start Text to read

[gem5-users] Re: Modelling cache flushing on gem5 (RISC-V)

2022-03-15 Thread Ethan Bannister via gem5-users
Dear Eliot,

This is all invaluable so thank you for taking the time to message.

This message is just my current thinking, so please let me know if I’ve 
misinterpreted anything.

>From what I can now tell, the best way to go is to add a request flag to 
>mem/request.hh, and then issue the request with writeMemTiming from 
>memhelpers.hh. Then as you have done, it should be possible to extend the 
>caches to respond to this request (but in the case of fence.t, up to the point 
>of unification rather than coherence? It seems you can just add the DST_POU 
>flag to the request to achieve this.). You could make each cache visit every 
>block with some added delay depending on your exact modelling. I’ve seen such 
>a thing implemented by functional accesses in BaseCache::memWriteback and 
>BaseCache::memInvalidate, but I am assuming your engine probably does this via 
>timing writebacks on each block. From what I can see, Cache::writebackBlk 
>seems to be timing, and any latency from determining dirty lines (depending on 
>our particular model) could be added to the cycle count.

As for the writeback buffer issue, it seems that given any placement of fence.t 
it should be conceptually valid to say that no channel exists across it. 
Therefore you’d need to ensure the writeback buffer was emptied regardless. Is 
a memory fence able to achieve this or does it require extending the caches 
further? Then, I guess you would need some concept of worst-case execution time 
(as you have said, a fixed maximum), as otherwise fence.t in of itself would 
become a communication channel.

I imagine a basic first implementation could do this functionally, to verify 
everything that should be flushed is, and then made more accurate afterwards.

At this point I’ve got the instruction decoding, and can flush an individual L1 
block, so with respect to caches – I just need to extend the protocol 
appropriately. I would appreciate a high-level, but slightly more detailed 
explanation of the changes you made (particularly the engine) and the functions 
you called to get your implementation working whilst also making it timing 
accurate. Assuming that it is easier to provide than producing a potentially 
quite complicated patch.

Thanks again for your support,

Ethan

From: Eliot Moss 
Sent: 14 March 2022 14:15
To: Ethan Bannister ; gem5-users@gem5.org 

Subject: Re: [gem5-users] Modelling cache flushing on gem5 (RISC-V)

I just skimmed that paper (not surprised to see Gernot Heiser's name there!)

end Text to read
start Exercise material

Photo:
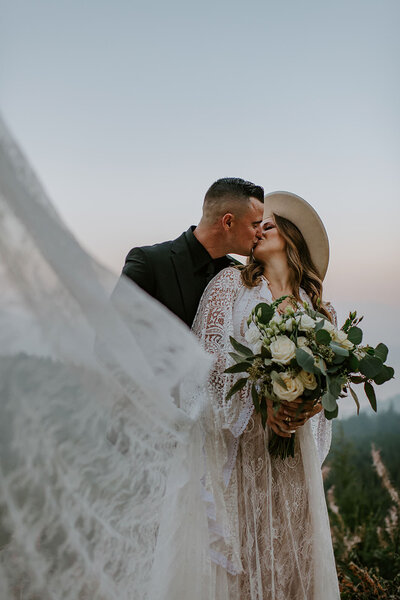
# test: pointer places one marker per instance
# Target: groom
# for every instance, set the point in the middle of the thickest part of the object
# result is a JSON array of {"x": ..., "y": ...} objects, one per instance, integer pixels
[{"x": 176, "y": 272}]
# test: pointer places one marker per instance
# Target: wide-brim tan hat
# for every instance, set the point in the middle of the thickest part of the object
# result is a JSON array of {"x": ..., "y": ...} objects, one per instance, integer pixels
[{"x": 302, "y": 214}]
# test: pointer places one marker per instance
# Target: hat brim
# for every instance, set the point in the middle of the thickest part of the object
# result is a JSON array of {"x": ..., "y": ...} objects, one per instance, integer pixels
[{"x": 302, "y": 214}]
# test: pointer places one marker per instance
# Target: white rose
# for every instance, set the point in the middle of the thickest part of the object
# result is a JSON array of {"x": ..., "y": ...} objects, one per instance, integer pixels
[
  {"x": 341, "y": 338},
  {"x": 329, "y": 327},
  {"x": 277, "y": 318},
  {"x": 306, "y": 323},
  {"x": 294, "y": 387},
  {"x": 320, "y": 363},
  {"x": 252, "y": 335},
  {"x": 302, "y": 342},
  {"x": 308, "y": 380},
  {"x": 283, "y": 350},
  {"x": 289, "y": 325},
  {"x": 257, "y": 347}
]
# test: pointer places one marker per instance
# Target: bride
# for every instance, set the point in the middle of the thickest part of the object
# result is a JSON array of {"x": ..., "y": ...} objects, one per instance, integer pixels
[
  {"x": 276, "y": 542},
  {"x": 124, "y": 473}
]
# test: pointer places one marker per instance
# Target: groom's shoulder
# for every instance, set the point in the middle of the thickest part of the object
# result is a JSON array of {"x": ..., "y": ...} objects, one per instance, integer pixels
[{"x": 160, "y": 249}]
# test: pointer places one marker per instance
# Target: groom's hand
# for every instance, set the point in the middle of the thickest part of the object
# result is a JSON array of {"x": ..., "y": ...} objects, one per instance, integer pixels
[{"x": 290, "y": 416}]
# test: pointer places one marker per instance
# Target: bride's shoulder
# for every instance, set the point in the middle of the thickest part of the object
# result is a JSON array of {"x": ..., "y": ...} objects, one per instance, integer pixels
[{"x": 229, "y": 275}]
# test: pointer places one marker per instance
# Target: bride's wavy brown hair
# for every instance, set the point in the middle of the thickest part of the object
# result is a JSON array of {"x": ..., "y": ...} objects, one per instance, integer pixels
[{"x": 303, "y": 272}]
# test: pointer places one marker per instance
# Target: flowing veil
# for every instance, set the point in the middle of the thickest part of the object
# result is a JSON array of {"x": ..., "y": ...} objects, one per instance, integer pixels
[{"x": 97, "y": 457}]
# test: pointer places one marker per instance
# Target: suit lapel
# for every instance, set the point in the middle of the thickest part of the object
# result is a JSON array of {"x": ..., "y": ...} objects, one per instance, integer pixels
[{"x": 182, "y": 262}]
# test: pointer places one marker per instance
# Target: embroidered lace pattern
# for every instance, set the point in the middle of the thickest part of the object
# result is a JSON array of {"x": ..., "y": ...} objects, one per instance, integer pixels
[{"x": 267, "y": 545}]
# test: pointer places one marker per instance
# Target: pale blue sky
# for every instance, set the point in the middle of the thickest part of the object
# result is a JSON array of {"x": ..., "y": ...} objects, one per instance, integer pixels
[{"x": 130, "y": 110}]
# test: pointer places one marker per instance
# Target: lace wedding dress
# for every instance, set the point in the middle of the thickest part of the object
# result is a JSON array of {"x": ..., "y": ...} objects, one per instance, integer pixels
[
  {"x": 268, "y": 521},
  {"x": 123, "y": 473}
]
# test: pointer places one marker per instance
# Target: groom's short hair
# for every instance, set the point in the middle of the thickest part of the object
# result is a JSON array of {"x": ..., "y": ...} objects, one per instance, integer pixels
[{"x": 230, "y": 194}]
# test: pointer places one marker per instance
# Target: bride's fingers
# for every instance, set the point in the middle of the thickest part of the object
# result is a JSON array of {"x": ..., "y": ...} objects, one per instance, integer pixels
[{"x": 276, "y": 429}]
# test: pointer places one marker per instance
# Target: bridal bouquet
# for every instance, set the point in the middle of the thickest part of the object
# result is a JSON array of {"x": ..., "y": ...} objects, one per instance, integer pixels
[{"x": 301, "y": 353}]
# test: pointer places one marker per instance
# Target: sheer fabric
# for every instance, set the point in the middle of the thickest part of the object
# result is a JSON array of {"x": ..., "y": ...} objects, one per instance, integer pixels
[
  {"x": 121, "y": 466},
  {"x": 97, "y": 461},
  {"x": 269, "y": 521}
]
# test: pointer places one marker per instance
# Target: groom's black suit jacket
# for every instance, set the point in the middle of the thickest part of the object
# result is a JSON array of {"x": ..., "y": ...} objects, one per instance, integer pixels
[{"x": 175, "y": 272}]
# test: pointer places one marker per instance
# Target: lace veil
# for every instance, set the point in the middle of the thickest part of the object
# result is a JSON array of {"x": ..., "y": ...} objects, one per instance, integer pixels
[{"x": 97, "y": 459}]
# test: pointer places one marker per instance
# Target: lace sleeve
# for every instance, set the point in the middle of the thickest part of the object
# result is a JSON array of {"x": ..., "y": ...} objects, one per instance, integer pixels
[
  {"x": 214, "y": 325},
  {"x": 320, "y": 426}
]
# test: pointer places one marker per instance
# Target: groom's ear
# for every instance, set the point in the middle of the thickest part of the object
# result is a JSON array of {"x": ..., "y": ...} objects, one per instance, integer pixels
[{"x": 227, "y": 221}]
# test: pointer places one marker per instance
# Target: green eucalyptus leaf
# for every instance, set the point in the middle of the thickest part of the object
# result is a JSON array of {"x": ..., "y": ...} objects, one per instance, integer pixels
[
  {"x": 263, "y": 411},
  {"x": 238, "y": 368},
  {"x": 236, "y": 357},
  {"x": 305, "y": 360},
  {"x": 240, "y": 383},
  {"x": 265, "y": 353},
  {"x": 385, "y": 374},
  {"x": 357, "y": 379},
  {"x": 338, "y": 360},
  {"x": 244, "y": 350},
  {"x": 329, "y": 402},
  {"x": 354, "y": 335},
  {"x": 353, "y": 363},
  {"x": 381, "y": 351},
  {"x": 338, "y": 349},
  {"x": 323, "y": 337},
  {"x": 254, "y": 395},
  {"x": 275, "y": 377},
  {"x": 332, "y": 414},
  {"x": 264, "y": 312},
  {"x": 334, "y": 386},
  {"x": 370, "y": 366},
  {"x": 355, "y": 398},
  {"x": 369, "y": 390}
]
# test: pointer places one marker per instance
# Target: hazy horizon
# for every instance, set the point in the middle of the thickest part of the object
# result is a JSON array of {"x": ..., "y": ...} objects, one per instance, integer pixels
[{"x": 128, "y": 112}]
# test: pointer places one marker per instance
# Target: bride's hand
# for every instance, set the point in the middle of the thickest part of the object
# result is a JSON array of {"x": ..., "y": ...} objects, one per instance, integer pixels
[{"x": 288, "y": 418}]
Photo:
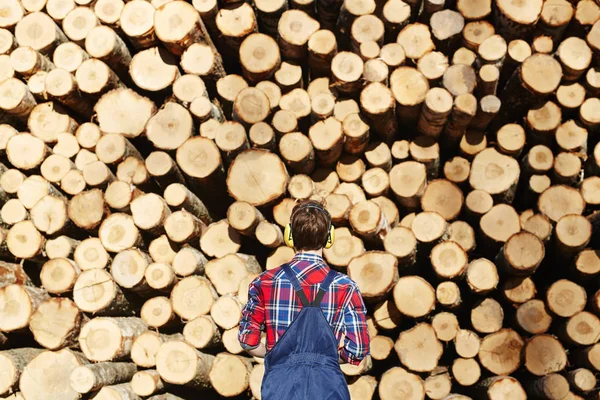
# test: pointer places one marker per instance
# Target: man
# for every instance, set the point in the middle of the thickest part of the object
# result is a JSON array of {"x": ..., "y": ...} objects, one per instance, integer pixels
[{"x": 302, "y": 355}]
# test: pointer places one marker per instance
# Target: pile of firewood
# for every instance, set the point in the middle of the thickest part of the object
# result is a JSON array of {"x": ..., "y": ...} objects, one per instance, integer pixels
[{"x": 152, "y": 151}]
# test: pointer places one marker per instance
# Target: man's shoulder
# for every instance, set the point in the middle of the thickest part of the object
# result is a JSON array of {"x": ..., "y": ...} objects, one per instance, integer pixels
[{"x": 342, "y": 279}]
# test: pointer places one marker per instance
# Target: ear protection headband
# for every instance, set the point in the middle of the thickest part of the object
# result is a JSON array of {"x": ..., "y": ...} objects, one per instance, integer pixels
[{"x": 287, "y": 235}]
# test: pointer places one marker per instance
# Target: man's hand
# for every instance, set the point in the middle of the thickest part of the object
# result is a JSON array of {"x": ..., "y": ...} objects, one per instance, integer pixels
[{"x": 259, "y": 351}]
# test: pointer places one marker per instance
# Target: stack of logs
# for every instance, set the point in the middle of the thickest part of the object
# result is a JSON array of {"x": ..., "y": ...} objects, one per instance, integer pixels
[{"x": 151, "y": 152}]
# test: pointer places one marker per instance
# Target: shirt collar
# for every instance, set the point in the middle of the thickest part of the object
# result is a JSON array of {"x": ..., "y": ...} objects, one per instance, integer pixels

end Exercise material

*Work to complete:*
**A)** Which lines of the rows contain the string "shoulder"? Show each of them in full, treating case as significant.
**B)** Could you write the next part of the gem5 cache-flushing thread, picking up after its final sentence?

*Set of answers:*
**A)**
# Target: groom's shoulder
# Target: bride's shoulder
# Target: man's shoulder

**B)**
and I think that, while it would be a little bit of work, it might not be
*too* hard to implement something like fence.t for the caches.  It would be
substantially different from wbinvd.  The latter speaks to the whole cache
system, and I implemented it by a request that flows all the way up to the Point
of Coherence (memory bus) and back down as a new kind of snoop to all the
caches that talk through one or more levels to memory.  Then each cache
essentially has a little engine for writing dirty lines back.  It's that part
that would be useful here - I guess we'd be looking at a variation on it,
triggered in a slightly different way (not by a snoop, but by a different kind
of request).  To get sensible timings you'd need to decide what hardware
mechanisms are available for finding dirty lines.  I assumed they were indexed
in some way that finding at least a set with one or more dirty lines had no
substantial overhead.  L1 cache is small enough that we might get by with that
assumption.  Alternatively, assuming each set provides an "at least one dirty
line" bit, and that 64 of the these set bits can be examined by a priority
encoder to give you a set to work on - or indicate that all 64 sets are clean
- then a typical L1 cache would not need many cycles of reading those bits out
to find the relevant sets.

For 64 KB cache, 64 B lines, associativity 2, there are 512 sets, meaning we'd
need to read 8 groups of 64 of these "dirty set" bits.  The actual writing
back would usually take most of the time.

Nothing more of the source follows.